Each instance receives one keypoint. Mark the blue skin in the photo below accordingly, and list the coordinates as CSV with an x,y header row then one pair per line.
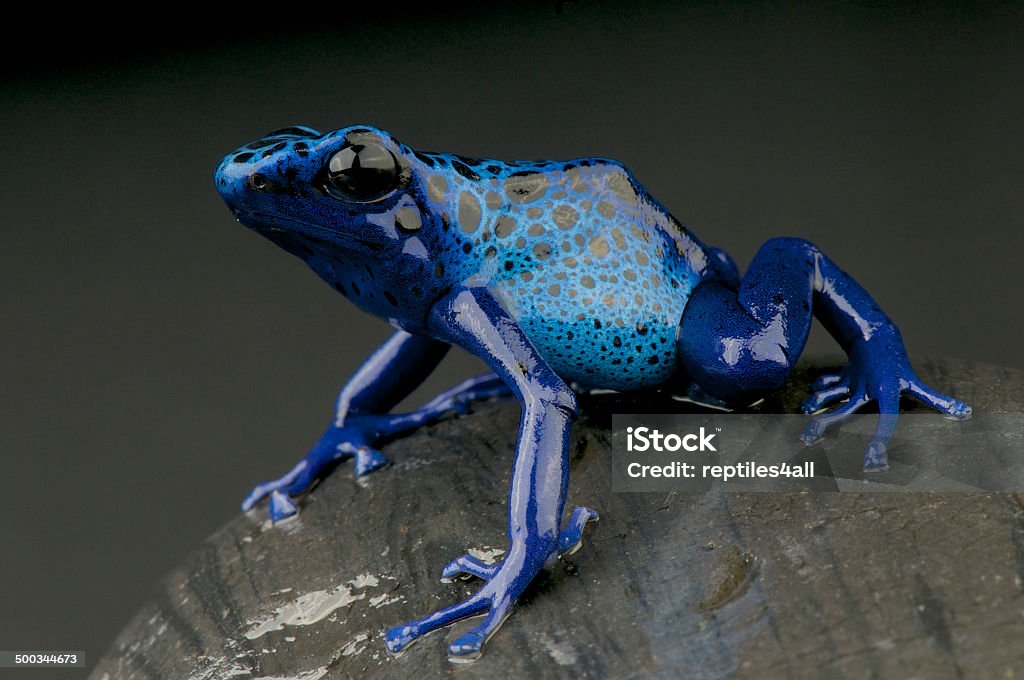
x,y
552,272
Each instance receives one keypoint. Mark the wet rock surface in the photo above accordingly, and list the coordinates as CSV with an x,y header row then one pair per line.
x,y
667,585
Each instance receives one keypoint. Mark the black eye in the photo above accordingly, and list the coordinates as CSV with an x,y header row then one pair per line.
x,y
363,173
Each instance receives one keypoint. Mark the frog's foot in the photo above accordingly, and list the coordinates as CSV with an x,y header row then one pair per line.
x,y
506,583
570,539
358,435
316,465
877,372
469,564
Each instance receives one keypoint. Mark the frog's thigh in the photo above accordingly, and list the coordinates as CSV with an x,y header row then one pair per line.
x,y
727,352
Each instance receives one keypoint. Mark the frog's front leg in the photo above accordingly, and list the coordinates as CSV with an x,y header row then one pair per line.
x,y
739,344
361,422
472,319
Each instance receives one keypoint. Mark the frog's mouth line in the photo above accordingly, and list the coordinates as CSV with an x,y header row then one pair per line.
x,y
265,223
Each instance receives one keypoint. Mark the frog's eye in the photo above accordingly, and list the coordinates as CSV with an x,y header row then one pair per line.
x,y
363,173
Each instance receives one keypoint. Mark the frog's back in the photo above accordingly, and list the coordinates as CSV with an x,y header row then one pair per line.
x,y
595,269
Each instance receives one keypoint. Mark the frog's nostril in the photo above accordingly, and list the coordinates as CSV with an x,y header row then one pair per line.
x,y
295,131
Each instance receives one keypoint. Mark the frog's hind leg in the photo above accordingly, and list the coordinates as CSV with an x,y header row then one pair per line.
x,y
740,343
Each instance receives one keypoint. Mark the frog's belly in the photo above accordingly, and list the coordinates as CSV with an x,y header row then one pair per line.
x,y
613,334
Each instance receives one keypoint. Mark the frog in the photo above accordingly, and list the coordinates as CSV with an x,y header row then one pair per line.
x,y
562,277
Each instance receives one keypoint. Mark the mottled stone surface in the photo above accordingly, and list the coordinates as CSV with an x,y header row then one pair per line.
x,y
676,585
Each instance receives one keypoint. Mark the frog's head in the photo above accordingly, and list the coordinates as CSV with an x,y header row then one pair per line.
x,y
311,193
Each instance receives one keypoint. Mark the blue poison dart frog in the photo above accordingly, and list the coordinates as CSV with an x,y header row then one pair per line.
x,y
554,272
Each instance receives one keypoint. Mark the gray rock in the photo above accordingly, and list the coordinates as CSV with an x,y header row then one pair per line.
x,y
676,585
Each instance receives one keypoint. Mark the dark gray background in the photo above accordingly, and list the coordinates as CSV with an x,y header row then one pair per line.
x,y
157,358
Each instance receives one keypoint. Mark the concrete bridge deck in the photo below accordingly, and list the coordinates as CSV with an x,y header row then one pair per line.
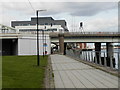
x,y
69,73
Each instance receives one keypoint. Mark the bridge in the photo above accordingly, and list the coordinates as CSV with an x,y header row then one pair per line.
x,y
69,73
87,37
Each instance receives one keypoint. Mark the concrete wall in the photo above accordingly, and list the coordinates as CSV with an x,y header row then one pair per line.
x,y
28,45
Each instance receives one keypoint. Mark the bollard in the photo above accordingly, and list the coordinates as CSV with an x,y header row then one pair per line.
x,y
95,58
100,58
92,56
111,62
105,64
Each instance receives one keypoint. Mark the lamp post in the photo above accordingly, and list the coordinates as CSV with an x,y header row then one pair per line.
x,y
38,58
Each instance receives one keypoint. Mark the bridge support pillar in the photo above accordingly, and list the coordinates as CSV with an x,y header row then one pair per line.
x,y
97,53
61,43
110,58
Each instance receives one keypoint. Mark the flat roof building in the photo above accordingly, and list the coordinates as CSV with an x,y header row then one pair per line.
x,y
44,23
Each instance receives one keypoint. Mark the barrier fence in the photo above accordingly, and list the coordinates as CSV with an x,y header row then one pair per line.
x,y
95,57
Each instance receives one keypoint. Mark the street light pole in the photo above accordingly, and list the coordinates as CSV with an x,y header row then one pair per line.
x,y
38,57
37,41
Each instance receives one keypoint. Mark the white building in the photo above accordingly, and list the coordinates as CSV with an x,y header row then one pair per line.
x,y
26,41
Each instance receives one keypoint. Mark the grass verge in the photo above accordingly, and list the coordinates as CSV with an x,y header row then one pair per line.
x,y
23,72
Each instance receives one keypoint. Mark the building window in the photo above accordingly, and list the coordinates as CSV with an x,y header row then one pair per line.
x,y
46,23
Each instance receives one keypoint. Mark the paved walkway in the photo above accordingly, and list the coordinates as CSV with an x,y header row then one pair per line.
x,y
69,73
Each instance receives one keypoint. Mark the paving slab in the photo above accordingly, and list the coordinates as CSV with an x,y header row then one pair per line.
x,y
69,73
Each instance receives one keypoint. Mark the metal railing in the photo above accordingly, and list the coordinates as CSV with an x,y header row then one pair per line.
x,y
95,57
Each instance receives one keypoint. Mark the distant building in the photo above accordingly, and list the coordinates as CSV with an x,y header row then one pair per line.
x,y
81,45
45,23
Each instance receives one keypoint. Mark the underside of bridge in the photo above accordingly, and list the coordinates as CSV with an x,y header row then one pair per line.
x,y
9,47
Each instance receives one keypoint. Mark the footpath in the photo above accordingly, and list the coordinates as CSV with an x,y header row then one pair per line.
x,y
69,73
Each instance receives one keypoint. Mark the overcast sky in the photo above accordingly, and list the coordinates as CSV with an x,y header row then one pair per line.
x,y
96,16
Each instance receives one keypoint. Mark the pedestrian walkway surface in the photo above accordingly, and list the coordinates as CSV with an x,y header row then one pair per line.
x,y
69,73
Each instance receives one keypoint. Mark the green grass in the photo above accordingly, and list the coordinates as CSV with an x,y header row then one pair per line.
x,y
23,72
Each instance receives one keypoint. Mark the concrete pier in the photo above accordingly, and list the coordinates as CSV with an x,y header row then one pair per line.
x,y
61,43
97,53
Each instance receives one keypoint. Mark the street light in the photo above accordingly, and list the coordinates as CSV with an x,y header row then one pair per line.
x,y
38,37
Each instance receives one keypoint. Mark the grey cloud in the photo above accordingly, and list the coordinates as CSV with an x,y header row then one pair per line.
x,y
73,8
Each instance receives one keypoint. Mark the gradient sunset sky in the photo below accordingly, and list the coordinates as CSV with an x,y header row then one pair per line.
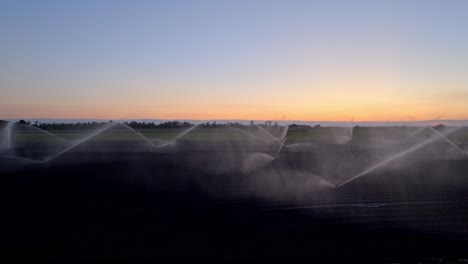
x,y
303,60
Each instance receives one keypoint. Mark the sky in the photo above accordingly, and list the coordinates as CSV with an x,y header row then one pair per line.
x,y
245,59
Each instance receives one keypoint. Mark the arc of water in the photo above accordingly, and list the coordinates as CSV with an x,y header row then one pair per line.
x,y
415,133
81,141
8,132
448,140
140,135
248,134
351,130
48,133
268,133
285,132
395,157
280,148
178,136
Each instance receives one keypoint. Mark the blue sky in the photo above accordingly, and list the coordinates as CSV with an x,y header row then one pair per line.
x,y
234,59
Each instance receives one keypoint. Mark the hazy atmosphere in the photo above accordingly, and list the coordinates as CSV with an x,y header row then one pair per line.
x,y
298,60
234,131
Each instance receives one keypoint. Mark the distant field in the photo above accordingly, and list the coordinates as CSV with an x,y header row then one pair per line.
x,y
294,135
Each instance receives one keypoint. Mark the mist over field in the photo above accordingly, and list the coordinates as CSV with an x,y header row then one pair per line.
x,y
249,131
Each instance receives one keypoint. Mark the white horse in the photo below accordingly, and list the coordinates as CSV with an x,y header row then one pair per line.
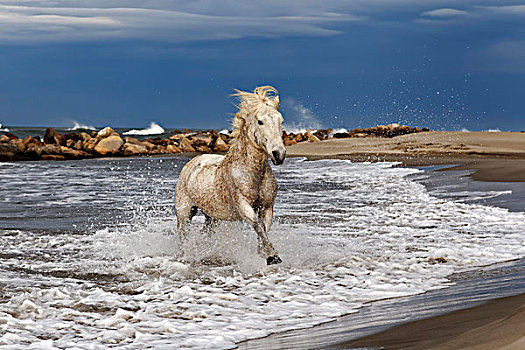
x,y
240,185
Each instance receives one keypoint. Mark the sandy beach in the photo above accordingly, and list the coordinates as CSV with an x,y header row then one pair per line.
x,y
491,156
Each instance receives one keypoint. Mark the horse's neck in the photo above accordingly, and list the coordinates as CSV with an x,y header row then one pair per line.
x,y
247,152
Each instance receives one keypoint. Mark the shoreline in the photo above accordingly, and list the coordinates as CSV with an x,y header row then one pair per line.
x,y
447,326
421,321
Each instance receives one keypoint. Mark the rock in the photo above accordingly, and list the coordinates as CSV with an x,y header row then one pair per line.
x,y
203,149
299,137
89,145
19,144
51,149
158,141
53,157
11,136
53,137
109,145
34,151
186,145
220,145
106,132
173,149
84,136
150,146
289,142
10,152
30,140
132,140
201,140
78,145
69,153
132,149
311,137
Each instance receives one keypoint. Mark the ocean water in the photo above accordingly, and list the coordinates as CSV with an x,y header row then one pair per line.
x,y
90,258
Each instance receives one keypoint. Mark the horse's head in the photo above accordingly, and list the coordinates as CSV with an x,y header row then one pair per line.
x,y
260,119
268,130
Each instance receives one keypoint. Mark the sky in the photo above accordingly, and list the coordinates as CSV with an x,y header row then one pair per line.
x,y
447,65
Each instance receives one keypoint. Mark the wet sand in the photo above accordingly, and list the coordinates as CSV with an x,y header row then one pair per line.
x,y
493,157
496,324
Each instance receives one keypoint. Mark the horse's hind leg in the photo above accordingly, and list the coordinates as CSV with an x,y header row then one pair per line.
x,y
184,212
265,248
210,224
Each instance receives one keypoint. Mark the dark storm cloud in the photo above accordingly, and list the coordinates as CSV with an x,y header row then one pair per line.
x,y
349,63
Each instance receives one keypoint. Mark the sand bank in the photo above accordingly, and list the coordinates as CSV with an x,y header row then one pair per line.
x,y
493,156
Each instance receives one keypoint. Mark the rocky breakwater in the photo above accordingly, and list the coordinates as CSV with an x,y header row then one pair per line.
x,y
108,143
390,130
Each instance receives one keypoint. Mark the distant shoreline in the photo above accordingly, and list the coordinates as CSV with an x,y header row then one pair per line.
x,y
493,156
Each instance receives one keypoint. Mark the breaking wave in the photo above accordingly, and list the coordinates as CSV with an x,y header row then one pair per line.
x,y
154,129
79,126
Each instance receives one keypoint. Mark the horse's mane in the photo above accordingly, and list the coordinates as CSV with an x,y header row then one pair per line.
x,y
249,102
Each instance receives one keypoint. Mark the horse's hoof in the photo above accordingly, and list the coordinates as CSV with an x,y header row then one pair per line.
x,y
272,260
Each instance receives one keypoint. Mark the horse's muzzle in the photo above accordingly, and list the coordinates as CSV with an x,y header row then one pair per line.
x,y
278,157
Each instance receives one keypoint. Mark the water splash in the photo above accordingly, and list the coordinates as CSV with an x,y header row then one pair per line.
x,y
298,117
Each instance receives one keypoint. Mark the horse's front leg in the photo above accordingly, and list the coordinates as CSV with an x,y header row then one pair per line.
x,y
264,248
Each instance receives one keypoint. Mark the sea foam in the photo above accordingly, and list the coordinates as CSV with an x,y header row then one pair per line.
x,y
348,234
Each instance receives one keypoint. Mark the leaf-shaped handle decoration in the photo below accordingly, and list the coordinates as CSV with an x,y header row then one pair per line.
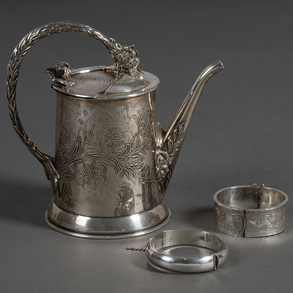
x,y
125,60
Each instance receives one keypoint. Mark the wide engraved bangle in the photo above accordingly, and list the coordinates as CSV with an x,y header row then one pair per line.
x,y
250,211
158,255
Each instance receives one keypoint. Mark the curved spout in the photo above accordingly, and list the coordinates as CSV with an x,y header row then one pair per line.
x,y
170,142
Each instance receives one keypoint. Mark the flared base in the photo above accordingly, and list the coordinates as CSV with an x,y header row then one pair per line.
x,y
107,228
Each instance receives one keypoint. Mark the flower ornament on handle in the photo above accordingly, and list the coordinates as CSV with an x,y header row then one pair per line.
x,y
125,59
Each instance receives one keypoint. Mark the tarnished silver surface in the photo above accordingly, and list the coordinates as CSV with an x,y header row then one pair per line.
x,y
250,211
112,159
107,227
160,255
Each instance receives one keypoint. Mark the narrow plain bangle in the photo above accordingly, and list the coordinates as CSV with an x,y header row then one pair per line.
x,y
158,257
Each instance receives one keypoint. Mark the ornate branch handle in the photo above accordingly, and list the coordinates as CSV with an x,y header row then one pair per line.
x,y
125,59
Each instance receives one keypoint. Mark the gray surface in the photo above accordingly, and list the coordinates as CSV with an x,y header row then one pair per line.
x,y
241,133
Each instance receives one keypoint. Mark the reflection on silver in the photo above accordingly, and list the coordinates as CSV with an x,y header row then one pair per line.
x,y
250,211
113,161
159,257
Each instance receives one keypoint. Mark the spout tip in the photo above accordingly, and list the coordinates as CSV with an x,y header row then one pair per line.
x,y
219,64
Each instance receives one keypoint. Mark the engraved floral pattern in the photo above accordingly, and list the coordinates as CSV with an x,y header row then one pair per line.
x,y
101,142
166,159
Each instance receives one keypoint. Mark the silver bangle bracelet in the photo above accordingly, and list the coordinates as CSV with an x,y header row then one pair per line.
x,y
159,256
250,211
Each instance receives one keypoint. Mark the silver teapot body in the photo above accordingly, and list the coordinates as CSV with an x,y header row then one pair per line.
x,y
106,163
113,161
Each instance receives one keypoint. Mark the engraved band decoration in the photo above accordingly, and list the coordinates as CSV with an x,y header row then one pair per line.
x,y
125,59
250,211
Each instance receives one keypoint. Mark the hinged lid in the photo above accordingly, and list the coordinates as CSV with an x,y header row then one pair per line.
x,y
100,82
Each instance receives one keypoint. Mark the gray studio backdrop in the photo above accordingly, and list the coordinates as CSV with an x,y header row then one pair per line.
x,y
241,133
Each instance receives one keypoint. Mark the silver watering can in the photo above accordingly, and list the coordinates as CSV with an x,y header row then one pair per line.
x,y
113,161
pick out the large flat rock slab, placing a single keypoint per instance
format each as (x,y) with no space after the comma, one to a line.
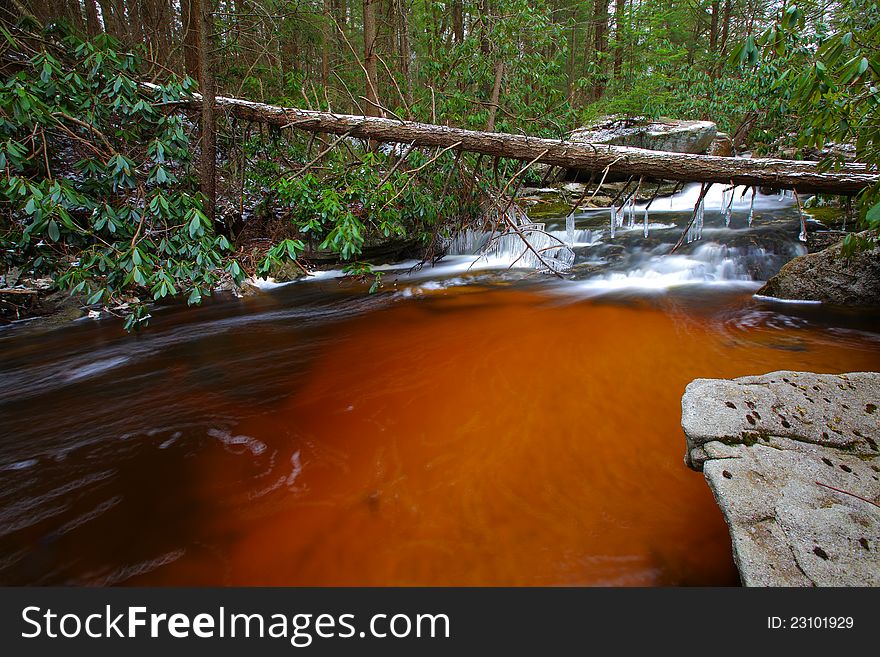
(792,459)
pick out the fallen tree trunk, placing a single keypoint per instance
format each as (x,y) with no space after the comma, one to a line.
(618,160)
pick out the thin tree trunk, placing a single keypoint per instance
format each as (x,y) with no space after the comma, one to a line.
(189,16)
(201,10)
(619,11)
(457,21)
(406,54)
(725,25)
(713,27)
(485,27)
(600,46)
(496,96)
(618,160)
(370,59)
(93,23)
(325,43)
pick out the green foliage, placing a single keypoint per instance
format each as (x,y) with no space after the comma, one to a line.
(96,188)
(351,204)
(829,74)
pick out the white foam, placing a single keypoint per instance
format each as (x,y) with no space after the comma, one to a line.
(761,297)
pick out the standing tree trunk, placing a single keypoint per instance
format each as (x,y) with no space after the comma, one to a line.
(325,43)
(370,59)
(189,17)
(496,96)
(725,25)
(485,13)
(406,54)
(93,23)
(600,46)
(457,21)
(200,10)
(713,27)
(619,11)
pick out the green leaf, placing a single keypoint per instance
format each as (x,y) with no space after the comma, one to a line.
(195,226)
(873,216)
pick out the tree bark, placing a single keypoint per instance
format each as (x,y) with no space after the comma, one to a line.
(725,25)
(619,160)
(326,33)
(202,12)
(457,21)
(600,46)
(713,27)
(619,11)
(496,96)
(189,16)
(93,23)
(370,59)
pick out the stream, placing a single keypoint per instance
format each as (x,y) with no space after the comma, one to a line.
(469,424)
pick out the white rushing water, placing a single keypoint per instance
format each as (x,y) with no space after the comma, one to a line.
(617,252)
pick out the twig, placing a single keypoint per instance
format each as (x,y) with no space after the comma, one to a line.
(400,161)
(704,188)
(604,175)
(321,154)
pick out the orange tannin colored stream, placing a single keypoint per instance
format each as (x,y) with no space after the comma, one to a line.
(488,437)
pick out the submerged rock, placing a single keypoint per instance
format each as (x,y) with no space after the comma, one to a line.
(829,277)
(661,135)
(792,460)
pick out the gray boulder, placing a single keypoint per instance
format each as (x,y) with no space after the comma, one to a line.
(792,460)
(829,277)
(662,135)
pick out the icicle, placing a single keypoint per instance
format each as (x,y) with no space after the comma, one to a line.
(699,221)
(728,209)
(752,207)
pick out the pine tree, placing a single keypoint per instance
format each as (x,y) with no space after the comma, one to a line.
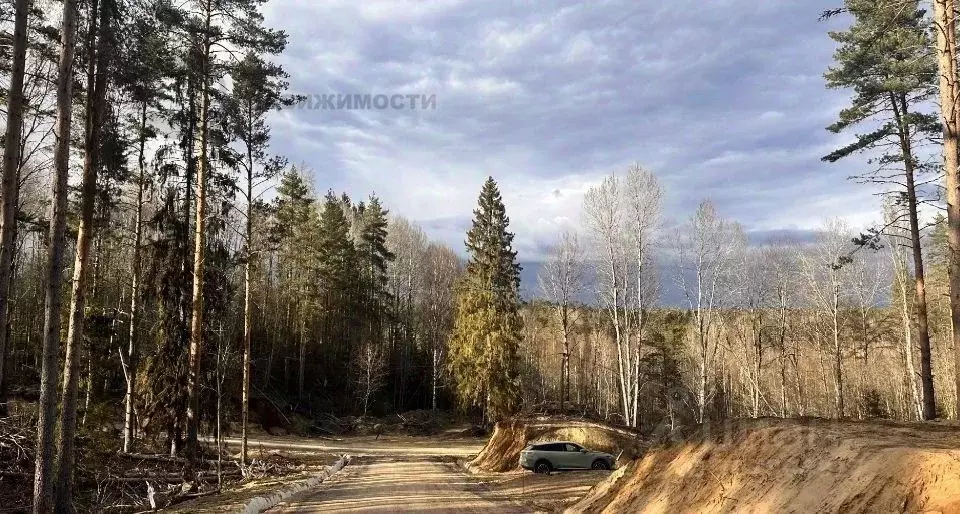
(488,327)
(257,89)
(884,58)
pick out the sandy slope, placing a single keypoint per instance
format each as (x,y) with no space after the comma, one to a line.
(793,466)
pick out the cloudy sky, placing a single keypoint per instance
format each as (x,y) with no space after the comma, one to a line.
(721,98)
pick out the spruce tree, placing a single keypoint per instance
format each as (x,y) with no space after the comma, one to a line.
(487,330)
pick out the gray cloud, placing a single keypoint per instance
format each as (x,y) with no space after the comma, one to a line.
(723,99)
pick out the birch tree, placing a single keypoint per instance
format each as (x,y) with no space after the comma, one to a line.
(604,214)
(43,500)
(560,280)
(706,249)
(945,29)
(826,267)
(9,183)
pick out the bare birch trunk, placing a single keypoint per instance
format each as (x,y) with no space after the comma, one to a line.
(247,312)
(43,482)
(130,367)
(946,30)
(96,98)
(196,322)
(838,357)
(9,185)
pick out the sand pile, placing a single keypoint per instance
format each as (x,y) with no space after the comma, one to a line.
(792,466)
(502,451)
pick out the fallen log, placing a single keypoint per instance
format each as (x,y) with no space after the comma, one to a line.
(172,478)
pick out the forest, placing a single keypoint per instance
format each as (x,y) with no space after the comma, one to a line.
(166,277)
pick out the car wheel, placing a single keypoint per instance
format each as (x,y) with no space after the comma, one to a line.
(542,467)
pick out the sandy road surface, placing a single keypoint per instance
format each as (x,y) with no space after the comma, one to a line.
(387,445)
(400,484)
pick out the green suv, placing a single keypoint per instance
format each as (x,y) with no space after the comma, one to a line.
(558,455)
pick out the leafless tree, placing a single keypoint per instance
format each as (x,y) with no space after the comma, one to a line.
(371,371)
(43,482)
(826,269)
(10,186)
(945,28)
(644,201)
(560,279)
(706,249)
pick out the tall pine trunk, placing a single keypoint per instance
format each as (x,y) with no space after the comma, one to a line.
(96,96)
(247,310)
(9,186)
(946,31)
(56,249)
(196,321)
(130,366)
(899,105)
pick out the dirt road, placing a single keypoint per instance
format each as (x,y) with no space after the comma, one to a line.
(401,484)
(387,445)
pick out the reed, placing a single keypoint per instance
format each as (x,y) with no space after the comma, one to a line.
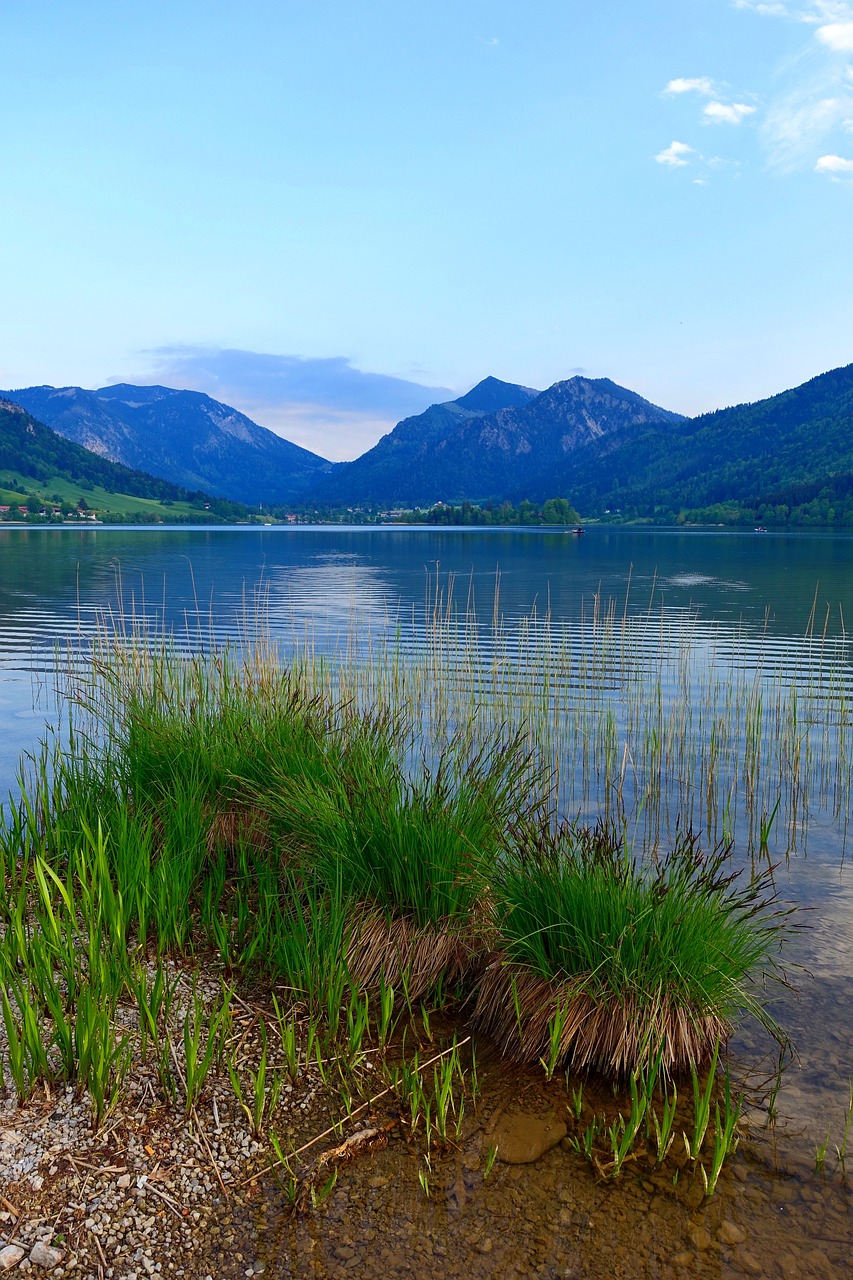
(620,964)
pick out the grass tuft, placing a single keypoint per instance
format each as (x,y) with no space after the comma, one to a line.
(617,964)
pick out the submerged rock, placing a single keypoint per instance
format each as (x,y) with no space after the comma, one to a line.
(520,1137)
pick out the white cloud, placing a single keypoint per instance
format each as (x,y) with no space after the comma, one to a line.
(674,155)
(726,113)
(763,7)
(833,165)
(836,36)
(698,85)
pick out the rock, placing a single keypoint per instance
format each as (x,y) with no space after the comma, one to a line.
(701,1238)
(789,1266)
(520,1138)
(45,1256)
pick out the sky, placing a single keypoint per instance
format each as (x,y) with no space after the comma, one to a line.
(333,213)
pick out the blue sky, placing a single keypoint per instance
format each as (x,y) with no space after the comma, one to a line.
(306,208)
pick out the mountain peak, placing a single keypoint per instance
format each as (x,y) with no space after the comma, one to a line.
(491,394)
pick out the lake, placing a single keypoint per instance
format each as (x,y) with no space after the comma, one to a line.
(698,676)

☆ ☆ ☆ ☆ ☆

:: What you will do ::
Could you set down, word for word, only the lines above from the line with "pick out the forest, placing" to the line with "pick out the leafless", including both?

:: Written answer ::
pick out the forest, placing a single keypoint per instance
format each as (x,y) with no space after the comma, one to a line.
(166,277)
pick out the car wheel, placing a single keypoint per instance
format each as (x,y) with no space after the comma, one to a line.
(542,467)
pick out the sandy road surface, placing a single keypoint per instance
format each as (x,y) with no space after the comma, one to a line.
(387,445)
(400,484)
pick out the green suv, placing a single keypoint per instance
format each as (x,y) with no space after the comma, one to a line.
(558,455)
pick out the leafless tree, placing a single keypoint per instance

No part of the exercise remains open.